> _Task statement_
Format the records from the start through the line containing "(1227, 624)" as a two-column CSV with the header input,output and one row per record. Put each record's text in input and its answer in output, each in one quoted field with line breaks replaced by spaces.

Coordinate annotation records
※

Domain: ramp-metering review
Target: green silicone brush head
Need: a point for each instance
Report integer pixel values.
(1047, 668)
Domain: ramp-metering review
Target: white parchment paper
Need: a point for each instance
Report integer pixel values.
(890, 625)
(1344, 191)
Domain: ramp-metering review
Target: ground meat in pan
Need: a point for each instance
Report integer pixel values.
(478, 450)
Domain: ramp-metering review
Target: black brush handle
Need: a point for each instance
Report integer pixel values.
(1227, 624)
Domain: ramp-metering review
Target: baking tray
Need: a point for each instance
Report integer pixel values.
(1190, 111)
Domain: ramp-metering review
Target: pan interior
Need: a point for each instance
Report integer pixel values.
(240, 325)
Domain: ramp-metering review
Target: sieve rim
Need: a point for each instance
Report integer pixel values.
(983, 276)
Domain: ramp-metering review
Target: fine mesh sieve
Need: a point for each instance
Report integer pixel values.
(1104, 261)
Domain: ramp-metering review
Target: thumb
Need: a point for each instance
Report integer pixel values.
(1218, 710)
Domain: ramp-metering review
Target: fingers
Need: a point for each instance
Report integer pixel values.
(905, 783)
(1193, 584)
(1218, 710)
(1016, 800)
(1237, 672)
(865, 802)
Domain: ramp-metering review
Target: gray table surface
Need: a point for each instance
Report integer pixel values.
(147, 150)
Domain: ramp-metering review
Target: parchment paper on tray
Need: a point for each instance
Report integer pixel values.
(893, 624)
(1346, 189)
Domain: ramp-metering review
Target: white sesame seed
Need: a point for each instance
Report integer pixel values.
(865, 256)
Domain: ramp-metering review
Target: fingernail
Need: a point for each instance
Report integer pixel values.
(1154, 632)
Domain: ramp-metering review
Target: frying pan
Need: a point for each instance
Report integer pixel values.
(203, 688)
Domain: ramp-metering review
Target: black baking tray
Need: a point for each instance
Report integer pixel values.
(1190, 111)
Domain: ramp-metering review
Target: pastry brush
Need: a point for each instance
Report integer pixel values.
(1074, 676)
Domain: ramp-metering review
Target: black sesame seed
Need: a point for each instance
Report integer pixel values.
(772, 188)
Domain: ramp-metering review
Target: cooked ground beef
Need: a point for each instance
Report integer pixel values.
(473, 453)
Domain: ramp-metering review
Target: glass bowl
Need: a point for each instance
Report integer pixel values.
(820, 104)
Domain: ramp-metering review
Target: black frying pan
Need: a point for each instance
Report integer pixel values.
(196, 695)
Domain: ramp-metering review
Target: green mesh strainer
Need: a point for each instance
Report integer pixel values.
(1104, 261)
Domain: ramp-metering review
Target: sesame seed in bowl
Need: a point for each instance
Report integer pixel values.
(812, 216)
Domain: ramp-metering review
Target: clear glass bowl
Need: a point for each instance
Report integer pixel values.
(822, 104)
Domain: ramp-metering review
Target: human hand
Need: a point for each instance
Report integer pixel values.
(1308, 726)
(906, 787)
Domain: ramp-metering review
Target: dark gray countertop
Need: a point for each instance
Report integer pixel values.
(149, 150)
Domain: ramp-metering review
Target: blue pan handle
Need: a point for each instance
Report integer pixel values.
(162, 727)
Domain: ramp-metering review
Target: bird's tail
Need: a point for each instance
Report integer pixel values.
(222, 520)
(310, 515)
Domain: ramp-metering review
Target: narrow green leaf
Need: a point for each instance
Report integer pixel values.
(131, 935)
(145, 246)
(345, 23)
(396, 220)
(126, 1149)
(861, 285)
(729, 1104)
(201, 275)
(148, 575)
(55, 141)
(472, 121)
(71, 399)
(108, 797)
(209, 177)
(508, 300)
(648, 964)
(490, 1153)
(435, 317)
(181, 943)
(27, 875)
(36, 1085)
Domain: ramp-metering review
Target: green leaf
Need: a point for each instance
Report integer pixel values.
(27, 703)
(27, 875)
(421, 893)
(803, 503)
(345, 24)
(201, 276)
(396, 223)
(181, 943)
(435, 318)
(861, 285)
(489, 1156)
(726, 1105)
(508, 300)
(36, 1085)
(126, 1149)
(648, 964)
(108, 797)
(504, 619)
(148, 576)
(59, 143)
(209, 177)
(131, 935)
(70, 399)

※

> _Correct response_
input,output
"Domain: ramp-metering review Target: green silicone brush head Need: a point for each instance Report integer pixel values.","(1047, 668)"
"Domain: ramp-metering review Target: white parchment paper Need: a point for each instance Report integer pixel values.","(890, 625) (1344, 191)"
"Domain: ramp-metering review Target: ground meat in pan Need: a point for each instance Report integer pixel values.","(478, 450)"
"Domain: ramp-metering review Target: black brush handle Need: a point for each instance Report integer pixel values.","(1227, 624)"